● RECORDS FOR THE TASK
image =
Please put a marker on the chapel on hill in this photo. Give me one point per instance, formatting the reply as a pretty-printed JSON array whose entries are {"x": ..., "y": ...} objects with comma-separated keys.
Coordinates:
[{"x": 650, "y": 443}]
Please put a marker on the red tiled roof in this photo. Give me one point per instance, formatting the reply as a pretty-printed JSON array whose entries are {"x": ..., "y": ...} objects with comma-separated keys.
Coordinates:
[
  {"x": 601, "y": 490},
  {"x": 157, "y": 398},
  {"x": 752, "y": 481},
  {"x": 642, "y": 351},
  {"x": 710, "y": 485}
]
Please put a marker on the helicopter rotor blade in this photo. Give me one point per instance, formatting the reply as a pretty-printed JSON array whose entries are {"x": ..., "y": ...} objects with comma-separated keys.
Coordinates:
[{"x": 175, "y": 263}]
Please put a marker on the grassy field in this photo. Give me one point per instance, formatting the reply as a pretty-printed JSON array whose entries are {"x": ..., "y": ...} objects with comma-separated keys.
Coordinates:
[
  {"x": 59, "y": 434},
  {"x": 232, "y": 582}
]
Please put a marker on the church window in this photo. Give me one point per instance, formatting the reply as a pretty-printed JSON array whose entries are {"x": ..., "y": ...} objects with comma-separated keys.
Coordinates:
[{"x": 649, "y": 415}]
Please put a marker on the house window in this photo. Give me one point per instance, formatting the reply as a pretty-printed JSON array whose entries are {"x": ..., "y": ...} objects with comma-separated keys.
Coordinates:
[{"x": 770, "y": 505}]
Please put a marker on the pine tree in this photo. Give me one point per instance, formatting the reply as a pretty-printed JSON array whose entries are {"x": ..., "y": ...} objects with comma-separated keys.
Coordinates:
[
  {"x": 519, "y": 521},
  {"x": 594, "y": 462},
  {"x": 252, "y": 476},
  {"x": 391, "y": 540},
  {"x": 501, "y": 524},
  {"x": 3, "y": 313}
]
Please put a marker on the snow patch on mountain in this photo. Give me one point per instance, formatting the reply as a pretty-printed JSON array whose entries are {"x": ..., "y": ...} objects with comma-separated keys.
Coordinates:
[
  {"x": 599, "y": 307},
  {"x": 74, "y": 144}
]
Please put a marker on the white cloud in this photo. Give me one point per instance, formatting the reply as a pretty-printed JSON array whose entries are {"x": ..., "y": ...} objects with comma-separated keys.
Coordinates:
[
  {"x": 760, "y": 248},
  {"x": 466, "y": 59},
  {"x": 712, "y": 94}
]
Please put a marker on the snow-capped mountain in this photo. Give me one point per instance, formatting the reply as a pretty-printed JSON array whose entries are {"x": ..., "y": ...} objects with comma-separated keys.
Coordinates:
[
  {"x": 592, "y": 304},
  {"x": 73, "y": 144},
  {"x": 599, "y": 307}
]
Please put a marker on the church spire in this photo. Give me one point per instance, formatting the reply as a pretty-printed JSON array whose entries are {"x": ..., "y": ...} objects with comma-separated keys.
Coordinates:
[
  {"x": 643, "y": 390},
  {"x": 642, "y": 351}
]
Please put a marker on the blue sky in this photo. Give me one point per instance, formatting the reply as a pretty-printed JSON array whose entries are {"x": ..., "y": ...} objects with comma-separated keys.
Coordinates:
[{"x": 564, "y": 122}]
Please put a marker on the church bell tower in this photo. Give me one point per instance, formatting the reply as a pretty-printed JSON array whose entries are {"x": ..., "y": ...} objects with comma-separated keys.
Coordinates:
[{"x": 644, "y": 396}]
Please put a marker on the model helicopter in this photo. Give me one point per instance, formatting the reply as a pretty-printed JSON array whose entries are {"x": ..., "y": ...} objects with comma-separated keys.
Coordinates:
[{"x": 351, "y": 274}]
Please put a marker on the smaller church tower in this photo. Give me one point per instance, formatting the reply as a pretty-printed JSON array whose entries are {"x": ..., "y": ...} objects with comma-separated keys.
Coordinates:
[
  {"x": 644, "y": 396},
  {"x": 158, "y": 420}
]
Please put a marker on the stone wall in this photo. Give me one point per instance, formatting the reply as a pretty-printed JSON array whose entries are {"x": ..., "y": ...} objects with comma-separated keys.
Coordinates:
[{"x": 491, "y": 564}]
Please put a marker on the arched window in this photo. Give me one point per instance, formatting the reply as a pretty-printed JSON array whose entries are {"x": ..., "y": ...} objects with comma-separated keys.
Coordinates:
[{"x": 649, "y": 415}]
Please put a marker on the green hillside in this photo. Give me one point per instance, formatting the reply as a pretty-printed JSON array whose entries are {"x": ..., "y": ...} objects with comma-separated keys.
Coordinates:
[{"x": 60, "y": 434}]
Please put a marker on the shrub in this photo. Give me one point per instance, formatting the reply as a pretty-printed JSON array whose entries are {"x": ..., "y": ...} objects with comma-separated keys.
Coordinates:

● EXERCISE REQUIREMENTS
Reproduce all of the records above, changing each occurrence of "put a marker on" to "place a point on" and leaving everything else intact.

● OUTPUT FOR THIS TASK
image =
Please place a point on the chapel on hill in this photo. Give me one point per instance, formatting the reply as a pretty-printed JSON array whose entries are {"x": ..., "y": ...} objects with comma-separated keys.
Coordinates:
[{"x": 650, "y": 443}]
Please place a point on the red tiled roof in this photo. Give me one point per instance, formatting the reply as a pretty-printed JSON array whose entries are {"x": ..., "y": ...} objects with comma-separated keys.
Coordinates:
[
  {"x": 601, "y": 490},
  {"x": 157, "y": 398},
  {"x": 752, "y": 481},
  {"x": 642, "y": 351},
  {"x": 710, "y": 485}
]
Please place a point on the helicopter rotor blade in this photo. Give me one point per instance, formatting the reply as a pretty-printed JSON array whose entries are {"x": ..., "y": ...} objects with comma-separated keys.
Coordinates:
[{"x": 175, "y": 263}]
Please place a point on the grassy field in this photo. Give me one point per instance, formatting the reply as a pretty-printed JSON array whose entries are {"x": ..., "y": ...} objects with comma-separated keys.
Coordinates:
[
  {"x": 59, "y": 434},
  {"x": 232, "y": 582}
]
Please place a point on the church window in this photo. Give me one point per instance, formatting the reply as a pretty-printed JSON array whose entries are {"x": ..., "y": ...} objects with comma-separated keys.
Coordinates:
[{"x": 649, "y": 415}]
Please place a point on the house window in this photo. Give me one point per instance, formatting the reply as a pretty-printed JSON array whose entries are {"x": ..., "y": ...} objects with comma-separated keys.
Coordinates:
[{"x": 770, "y": 505}]
Please place a point on the pine tree in this photo. Give me one point per instance, formatting the reply as a pretty-printed JSON array whose entries are {"x": ..., "y": ...} objects with comma-separated keys.
Coordinates:
[
  {"x": 519, "y": 521},
  {"x": 594, "y": 462},
  {"x": 252, "y": 476},
  {"x": 391, "y": 540},
  {"x": 501, "y": 524},
  {"x": 3, "y": 313}
]
Please place a point on the snow patch on mountain in this photo. Give me one point per instance, formatting the reply as a pretty-printed JSON array whose entries are {"x": ..., "y": ...} objects with comma-separated keys.
Coordinates:
[
  {"x": 599, "y": 307},
  {"x": 74, "y": 144}
]
Please place a point on the white cloud in this photo. Give me one point per instance, formatting the reply as a pretty-printed JSON array whose entries are {"x": ..., "y": ...} objects with comma-separated keys.
Coordinates:
[
  {"x": 760, "y": 248},
  {"x": 466, "y": 59},
  {"x": 712, "y": 94}
]
Please place a point on the snow-capped mountain in this photo. Give me one point per instance, formatting the reply as a pretty-printed JSON array whose entries are {"x": ..., "y": ...} objects with comma-separated keys.
Coordinates:
[
  {"x": 592, "y": 304},
  {"x": 73, "y": 144},
  {"x": 599, "y": 307}
]
Please place a point on the church spire in this photo. Give me one point per instance, formatting the reply as a pretty-printed JSON array whose entries are {"x": ..., "y": ...} objects with comma-separated keys.
Coordinates:
[
  {"x": 643, "y": 390},
  {"x": 642, "y": 351}
]
Please place a point on the blue sky in this photo. Give me one point per instance, formatting the reply as a pretty-printed JSON array whose entries are {"x": ..., "y": ...} objects with comma-separated keys.
Coordinates:
[{"x": 564, "y": 122}]
Please place a point on the church bell tower in this photo. Give me one point per instance, formatting the reply as a pretty-printed JSON array whose entries are {"x": ..., "y": ...} objects with comma-separated keys.
Coordinates:
[{"x": 644, "y": 396}]
Please place a point on the model helicopter in this photo. Give me one point per instance, formatting the reply as a pretty-printed JSON array whose entries are {"x": ..., "y": ...} objects with comma-separated keys.
Coordinates:
[{"x": 351, "y": 274}]
Please place a point on the smaller church tower in this photo. Give me one point per instance, formatting the reply as a pretty-printed JSON array whose entries are {"x": ..., "y": ...} objects with comma-separated keys.
Coordinates:
[
  {"x": 644, "y": 396},
  {"x": 158, "y": 420}
]
Please place a point on the stone wall in this photo. Give me one point per instance, formatting the reply as a pretty-printed JSON array whose entries are {"x": ..., "y": ...} objects with comma-separated keys.
Coordinates:
[{"x": 491, "y": 564}]
Please place a point on the arched window in this photo. Give me one point per instance, formatting the reply as a pretty-printed JSON array whose entries are {"x": ..., "y": ...} objects with comma-separated keys.
Coordinates:
[{"x": 649, "y": 415}]
Please place a point on the green hillside in this photo. Give me one point per instance, formatting the reply as a pretty-printed JSON array whose entries are {"x": ..., "y": ...} objects with comma-separated keys.
Coordinates:
[{"x": 60, "y": 434}]
Please place a point on the shrub in this photo. Give me one point per instance, formatting the reply as a pretty-printed JSON array whose entries are {"x": ..., "y": ...} objects with comma-separated keys.
Coordinates:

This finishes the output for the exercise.